_STATED GOAL_. Find "Task: set one pin on each instance of the backpack" in the data, then restate the line it sits in and every later line word for word, ending with the last line.

_DATA FOR THIS TASK_.

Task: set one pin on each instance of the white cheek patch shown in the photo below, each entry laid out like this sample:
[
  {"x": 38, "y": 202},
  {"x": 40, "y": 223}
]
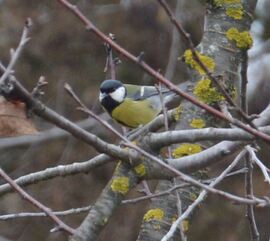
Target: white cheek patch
[
  {"x": 119, "y": 94},
  {"x": 101, "y": 96}
]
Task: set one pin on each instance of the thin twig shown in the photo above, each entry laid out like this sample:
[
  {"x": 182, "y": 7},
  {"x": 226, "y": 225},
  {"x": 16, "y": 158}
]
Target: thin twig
[
  {"x": 15, "y": 54},
  {"x": 256, "y": 160},
  {"x": 244, "y": 82},
  {"x": 43, "y": 214},
  {"x": 249, "y": 193},
  {"x": 201, "y": 197},
  {"x": 157, "y": 76},
  {"x": 25, "y": 195}
]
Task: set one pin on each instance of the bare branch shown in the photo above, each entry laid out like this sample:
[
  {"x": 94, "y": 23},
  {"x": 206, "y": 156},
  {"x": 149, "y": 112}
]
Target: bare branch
[
  {"x": 25, "y": 195},
  {"x": 43, "y": 214},
  {"x": 201, "y": 197},
  {"x": 58, "y": 171},
  {"x": 256, "y": 160},
  {"x": 15, "y": 54}
]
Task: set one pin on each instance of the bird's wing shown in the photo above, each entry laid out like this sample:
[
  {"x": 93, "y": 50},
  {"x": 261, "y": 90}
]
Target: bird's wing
[{"x": 136, "y": 92}]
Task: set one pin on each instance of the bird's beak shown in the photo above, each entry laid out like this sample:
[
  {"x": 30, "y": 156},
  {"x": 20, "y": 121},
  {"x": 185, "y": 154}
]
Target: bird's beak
[{"x": 102, "y": 96}]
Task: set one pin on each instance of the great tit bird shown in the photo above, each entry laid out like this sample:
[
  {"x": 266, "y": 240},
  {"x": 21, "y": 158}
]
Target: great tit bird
[{"x": 131, "y": 105}]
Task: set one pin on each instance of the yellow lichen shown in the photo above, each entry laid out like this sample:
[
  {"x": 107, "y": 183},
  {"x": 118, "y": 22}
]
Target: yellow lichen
[
  {"x": 119, "y": 163},
  {"x": 206, "y": 93},
  {"x": 235, "y": 12},
  {"x": 154, "y": 214},
  {"x": 186, "y": 149},
  {"x": 120, "y": 185},
  {"x": 177, "y": 113},
  {"x": 197, "y": 123},
  {"x": 208, "y": 62},
  {"x": 243, "y": 39},
  {"x": 140, "y": 170},
  {"x": 185, "y": 225}
]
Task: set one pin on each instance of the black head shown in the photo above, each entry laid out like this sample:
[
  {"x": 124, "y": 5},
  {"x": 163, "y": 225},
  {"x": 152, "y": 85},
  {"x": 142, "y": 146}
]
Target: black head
[{"x": 112, "y": 93}]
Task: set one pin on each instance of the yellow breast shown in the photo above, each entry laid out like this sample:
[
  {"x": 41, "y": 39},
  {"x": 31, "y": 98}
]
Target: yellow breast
[{"x": 134, "y": 113}]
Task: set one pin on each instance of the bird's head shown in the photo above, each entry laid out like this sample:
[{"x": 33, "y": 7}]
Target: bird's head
[{"x": 112, "y": 93}]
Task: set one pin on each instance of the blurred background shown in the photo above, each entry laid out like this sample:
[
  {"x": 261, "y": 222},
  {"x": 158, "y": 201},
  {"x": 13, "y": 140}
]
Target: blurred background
[{"x": 61, "y": 50}]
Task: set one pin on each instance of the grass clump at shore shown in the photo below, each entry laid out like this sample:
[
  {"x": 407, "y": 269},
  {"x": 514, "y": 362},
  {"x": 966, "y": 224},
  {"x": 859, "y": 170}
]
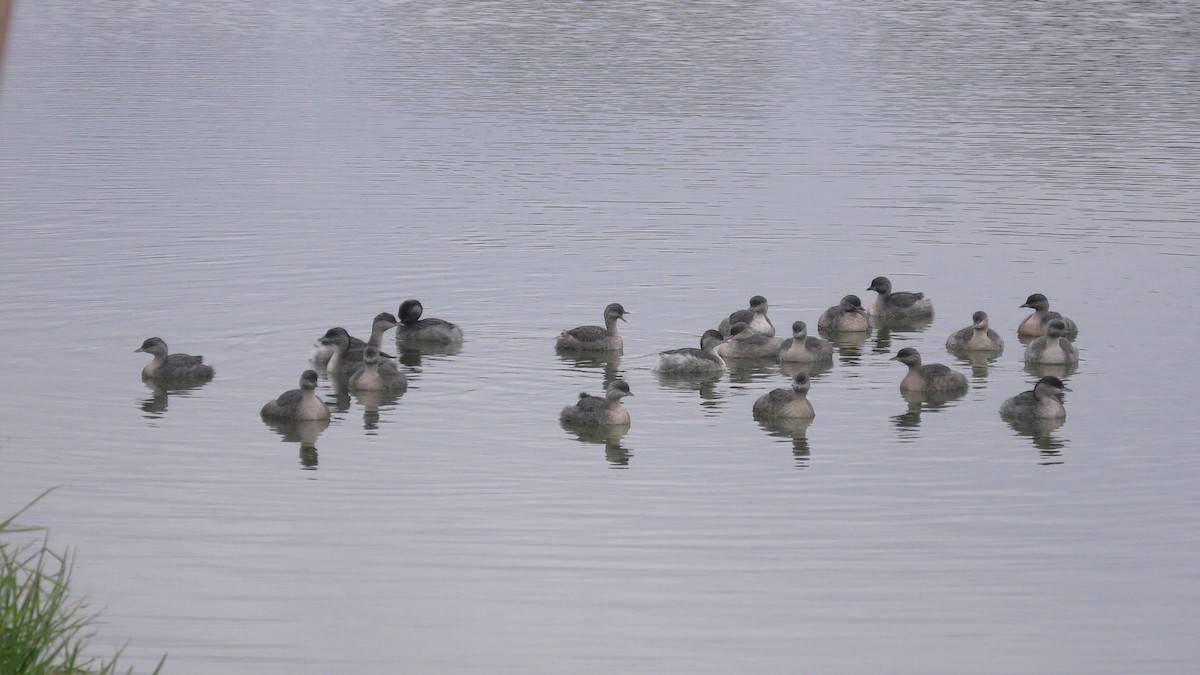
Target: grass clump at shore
[{"x": 42, "y": 628}]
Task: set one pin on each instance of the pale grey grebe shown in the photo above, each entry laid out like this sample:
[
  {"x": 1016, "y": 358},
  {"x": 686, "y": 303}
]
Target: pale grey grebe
[
  {"x": 933, "y": 377},
  {"x": 745, "y": 344},
  {"x": 323, "y": 350},
  {"x": 593, "y": 338},
  {"x": 298, "y": 404},
  {"x": 1036, "y": 323},
  {"x": 594, "y": 410},
  {"x": 172, "y": 366},
  {"x": 976, "y": 338},
  {"x": 431, "y": 330},
  {"x": 787, "y": 402},
  {"x": 754, "y": 317},
  {"x": 346, "y": 359},
  {"x": 690, "y": 360},
  {"x": 376, "y": 374},
  {"x": 1053, "y": 348},
  {"x": 1044, "y": 401},
  {"x": 846, "y": 316},
  {"x": 802, "y": 347},
  {"x": 898, "y": 306}
]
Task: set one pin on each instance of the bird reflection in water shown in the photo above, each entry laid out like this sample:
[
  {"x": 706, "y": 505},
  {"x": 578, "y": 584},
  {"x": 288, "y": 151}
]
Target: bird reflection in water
[
  {"x": 1042, "y": 432},
  {"x": 155, "y": 405},
  {"x": 411, "y": 354},
  {"x": 919, "y": 402},
  {"x": 1062, "y": 371},
  {"x": 712, "y": 398},
  {"x": 607, "y": 364},
  {"x": 610, "y": 436},
  {"x": 304, "y": 432},
  {"x": 795, "y": 429},
  {"x": 849, "y": 345},
  {"x": 979, "y": 362},
  {"x": 373, "y": 402}
]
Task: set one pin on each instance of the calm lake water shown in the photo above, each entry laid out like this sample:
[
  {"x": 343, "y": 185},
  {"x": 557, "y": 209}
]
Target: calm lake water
[{"x": 239, "y": 177}]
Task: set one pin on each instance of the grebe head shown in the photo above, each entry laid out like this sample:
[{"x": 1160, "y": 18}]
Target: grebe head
[
  {"x": 713, "y": 339},
  {"x": 739, "y": 330},
  {"x": 617, "y": 390},
  {"x": 615, "y": 311},
  {"x": 1056, "y": 328},
  {"x": 1050, "y": 386},
  {"x": 907, "y": 356},
  {"x": 336, "y": 336},
  {"x": 1037, "y": 302},
  {"x": 801, "y": 383},
  {"x": 309, "y": 380},
  {"x": 881, "y": 285},
  {"x": 409, "y": 311},
  {"x": 370, "y": 354},
  {"x": 851, "y": 304},
  {"x": 153, "y": 346}
]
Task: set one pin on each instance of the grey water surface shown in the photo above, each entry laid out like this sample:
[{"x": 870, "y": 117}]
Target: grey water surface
[{"x": 239, "y": 177}]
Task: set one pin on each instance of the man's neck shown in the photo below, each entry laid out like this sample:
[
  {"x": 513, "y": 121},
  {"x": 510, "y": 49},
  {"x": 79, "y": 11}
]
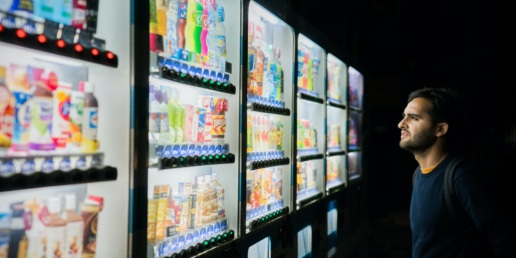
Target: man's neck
[{"x": 431, "y": 158}]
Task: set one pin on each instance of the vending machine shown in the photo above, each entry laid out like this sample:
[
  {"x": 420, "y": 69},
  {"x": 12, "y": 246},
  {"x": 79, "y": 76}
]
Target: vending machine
[
  {"x": 268, "y": 115},
  {"x": 64, "y": 128},
  {"x": 191, "y": 99},
  {"x": 336, "y": 148},
  {"x": 355, "y": 91},
  {"x": 310, "y": 145}
]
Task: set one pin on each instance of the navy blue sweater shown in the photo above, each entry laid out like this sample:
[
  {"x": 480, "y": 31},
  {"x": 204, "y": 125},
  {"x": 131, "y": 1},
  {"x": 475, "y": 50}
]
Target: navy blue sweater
[{"x": 435, "y": 234}]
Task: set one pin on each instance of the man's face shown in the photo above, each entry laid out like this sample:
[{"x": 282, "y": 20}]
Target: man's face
[{"x": 417, "y": 130}]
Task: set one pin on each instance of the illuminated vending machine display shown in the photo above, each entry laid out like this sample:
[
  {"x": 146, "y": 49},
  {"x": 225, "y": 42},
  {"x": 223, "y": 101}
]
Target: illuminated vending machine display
[
  {"x": 336, "y": 123},
  {"x": 355, "y": 95},
  {"x": 193, "y": 128},
  {"x": 64, "y": 143},
  {"x": 310, "y": 121},
  {"x": 268, "y": 118}
]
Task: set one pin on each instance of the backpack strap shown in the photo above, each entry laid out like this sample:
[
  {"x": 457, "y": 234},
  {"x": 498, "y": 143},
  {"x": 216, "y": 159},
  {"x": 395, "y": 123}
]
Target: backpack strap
[
  {"x": 454, "y": 207},
  {"x": 414, "y": 175}
]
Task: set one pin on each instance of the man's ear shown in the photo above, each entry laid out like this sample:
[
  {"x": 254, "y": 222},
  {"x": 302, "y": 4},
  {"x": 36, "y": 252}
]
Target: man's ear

_THE OUTPUT_.
Task: set one pin on each instance of the backpack strap shown in the photo above, each entry laid out like this sample:
[
  {"x": 457, "y": 234},
  {"x": 498, "y": 143},
  {"x": 216, "y": 159},
  {"x": 395, "y": 123}
]
Target: backpack strap
[
  {"x": 454, "y": 207},
  {"x": 414, "y": 175}
]
Task: set one pin on each instance of the man's ear shown in the photo above, each entry laid out like this sample:
[
  {"x": 254, "y": 222},
  {"x": 302, "y": 4},
  {"x": 36, "y": 252}
]
Target: man's ear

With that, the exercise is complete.